======== Given records ========

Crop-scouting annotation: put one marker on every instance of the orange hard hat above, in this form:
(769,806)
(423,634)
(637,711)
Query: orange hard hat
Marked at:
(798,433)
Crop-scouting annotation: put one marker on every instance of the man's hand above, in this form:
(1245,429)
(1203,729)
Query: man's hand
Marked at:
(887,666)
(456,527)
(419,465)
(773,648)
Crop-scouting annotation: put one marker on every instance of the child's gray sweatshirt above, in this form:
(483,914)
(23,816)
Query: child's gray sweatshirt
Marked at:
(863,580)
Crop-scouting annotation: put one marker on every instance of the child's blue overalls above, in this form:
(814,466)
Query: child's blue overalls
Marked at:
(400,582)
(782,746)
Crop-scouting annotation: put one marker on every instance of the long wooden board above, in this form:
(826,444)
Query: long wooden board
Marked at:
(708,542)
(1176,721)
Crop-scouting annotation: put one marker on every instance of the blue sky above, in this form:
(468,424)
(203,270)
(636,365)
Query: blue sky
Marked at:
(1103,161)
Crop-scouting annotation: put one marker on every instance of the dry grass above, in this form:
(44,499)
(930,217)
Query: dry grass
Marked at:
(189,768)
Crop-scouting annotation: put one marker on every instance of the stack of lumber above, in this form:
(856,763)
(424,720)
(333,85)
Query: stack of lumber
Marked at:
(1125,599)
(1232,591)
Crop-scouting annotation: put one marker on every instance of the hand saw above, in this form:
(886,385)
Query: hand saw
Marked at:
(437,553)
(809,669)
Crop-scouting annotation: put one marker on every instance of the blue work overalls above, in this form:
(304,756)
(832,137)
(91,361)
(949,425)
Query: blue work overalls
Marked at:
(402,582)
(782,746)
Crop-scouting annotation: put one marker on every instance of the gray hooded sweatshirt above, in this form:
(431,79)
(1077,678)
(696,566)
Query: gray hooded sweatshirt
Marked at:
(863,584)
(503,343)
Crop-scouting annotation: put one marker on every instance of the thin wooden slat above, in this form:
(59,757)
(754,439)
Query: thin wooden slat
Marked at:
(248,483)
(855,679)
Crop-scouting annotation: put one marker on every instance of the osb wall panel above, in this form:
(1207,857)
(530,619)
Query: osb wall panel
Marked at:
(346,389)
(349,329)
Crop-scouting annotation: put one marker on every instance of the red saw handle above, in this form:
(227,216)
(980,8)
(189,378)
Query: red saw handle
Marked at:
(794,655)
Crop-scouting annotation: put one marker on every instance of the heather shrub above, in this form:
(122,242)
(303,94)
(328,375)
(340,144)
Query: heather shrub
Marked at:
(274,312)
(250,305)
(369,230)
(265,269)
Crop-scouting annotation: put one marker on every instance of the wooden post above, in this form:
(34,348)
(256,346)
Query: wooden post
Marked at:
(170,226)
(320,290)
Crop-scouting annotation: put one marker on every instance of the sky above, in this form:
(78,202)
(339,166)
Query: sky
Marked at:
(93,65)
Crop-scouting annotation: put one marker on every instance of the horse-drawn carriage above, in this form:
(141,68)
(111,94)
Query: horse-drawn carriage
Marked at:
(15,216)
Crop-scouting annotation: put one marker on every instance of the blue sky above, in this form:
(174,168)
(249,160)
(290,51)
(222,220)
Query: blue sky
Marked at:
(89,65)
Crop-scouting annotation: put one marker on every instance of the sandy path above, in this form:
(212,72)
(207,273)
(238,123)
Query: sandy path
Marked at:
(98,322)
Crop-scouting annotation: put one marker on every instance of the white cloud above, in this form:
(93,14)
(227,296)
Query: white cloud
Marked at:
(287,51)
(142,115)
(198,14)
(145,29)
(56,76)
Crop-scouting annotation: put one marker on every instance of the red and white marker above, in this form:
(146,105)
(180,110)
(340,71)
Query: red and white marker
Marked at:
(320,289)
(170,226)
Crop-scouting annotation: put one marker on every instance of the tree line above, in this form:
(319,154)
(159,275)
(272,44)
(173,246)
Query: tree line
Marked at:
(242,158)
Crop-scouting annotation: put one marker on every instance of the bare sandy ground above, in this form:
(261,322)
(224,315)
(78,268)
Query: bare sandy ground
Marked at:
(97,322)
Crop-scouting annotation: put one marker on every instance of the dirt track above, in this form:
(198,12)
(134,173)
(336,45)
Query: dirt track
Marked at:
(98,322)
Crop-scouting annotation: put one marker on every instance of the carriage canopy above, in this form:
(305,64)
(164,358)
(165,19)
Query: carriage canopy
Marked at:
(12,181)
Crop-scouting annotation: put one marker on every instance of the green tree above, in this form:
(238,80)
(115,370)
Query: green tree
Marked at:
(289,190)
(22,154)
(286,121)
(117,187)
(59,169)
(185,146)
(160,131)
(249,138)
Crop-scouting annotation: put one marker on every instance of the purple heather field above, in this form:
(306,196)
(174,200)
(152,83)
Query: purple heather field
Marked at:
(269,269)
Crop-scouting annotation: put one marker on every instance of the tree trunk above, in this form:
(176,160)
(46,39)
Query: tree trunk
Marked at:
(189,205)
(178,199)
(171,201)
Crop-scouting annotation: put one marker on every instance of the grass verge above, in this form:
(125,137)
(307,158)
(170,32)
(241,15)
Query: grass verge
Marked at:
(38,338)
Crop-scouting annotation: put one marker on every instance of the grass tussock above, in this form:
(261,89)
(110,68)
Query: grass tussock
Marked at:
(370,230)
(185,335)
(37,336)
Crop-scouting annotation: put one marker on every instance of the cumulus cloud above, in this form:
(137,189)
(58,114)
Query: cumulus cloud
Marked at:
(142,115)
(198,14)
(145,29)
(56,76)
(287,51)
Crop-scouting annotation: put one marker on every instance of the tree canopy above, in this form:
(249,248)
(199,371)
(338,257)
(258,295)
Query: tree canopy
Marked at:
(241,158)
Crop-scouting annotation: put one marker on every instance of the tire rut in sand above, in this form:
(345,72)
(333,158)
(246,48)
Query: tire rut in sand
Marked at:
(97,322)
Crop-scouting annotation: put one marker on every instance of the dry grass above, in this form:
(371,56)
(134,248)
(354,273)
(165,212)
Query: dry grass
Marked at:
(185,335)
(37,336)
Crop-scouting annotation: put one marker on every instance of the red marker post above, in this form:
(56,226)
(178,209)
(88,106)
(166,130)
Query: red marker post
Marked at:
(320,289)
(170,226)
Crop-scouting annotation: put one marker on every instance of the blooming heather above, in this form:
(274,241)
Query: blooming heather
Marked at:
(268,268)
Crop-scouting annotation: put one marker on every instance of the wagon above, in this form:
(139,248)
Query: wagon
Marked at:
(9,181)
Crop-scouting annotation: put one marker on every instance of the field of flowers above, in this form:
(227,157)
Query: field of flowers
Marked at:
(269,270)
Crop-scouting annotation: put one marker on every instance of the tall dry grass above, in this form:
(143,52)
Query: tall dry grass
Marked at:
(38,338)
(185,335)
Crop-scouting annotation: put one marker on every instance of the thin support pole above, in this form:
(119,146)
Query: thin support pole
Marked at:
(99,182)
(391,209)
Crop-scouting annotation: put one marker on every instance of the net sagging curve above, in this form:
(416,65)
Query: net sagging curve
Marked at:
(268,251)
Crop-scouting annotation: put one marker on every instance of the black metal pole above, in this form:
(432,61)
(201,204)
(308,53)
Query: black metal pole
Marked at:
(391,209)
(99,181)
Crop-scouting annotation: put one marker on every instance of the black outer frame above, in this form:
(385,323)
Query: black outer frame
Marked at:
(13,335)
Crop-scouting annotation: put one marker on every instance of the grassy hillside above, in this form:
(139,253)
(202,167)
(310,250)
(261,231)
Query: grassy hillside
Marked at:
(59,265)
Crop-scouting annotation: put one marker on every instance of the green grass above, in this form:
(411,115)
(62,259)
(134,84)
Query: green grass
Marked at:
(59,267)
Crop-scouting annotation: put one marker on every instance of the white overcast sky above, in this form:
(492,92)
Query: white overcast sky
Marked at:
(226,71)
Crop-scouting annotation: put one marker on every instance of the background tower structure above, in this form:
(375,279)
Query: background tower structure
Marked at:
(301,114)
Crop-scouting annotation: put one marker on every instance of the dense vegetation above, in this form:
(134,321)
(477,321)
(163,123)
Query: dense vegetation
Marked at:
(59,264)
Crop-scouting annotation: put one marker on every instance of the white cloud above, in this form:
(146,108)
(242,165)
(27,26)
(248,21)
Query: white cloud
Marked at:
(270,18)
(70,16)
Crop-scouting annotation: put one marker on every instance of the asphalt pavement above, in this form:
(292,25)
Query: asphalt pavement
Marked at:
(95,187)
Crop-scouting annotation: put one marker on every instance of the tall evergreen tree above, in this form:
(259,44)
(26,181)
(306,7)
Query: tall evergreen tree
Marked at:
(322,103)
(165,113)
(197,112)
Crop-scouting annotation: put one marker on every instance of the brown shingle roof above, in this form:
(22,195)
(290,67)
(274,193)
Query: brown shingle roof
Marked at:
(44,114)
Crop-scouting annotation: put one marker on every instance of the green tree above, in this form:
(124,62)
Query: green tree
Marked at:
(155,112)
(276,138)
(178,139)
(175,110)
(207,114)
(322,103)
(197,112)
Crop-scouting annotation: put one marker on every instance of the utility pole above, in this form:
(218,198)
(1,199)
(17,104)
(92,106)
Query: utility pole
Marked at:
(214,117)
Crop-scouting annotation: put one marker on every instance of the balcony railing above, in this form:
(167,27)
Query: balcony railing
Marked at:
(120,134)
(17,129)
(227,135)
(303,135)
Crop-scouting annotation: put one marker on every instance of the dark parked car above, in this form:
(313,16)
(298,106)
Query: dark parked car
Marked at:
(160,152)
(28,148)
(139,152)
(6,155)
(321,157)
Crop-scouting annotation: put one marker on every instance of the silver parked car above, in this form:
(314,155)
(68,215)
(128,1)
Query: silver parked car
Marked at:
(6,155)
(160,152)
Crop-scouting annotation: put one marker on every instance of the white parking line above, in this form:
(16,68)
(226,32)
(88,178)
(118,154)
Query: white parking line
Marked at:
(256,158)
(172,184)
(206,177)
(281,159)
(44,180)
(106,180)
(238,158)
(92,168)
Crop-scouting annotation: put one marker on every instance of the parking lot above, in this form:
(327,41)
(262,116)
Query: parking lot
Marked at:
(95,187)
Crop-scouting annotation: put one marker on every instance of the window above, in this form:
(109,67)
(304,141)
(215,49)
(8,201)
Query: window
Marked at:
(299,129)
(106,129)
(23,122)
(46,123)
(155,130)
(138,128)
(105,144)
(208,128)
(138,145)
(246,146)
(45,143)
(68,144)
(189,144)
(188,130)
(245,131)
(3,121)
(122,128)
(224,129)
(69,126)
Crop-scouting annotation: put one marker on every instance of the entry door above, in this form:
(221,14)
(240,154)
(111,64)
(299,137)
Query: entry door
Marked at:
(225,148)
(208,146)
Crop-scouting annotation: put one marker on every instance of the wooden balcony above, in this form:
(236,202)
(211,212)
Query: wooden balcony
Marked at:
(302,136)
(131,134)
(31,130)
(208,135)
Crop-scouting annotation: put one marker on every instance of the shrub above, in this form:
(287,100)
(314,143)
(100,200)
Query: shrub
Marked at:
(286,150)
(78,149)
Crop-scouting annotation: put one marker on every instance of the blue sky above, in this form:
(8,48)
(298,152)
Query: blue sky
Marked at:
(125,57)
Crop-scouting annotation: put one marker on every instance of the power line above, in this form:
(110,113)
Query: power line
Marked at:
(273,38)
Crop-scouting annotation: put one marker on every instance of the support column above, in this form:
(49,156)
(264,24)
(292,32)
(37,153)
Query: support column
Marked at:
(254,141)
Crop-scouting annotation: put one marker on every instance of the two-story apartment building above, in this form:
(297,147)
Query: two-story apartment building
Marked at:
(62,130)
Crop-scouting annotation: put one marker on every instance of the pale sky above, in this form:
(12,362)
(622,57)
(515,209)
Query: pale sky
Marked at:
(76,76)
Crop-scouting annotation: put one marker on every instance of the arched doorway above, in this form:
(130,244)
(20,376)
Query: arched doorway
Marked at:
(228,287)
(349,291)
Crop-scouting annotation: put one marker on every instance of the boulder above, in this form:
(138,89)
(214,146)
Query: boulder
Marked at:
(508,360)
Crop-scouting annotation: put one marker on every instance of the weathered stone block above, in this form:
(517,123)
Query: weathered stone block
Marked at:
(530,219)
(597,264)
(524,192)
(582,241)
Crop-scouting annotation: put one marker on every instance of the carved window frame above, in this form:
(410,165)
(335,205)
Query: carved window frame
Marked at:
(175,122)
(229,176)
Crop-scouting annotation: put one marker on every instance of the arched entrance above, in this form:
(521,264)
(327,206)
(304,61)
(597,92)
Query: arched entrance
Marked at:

========

▸ Given task: Quote exactly and only the lines from the one holding "of the weathered" through the end of the data.

▸ Written answer:
Crop-scouting annotation: put one marker on every instance of the weathered stone block above, in this form:
(517,123)
Query: weathered stone block
Marked at:
(530,219)
(597,264)
(524,192)
(582,241)
Crop-scouting annotation: put one marker on every instance of the carved window frame above, in this form:
(410,165)
(335,205)
Query: carved window frame
Marked at:
(175,122)
(229,176)
Crop-scouting annotation: put one marker on every instance of the arched entrance above, in this form:
(521,264)
(327,206)
(304,61)
(597,92)
Query: arched entrance
Marked at:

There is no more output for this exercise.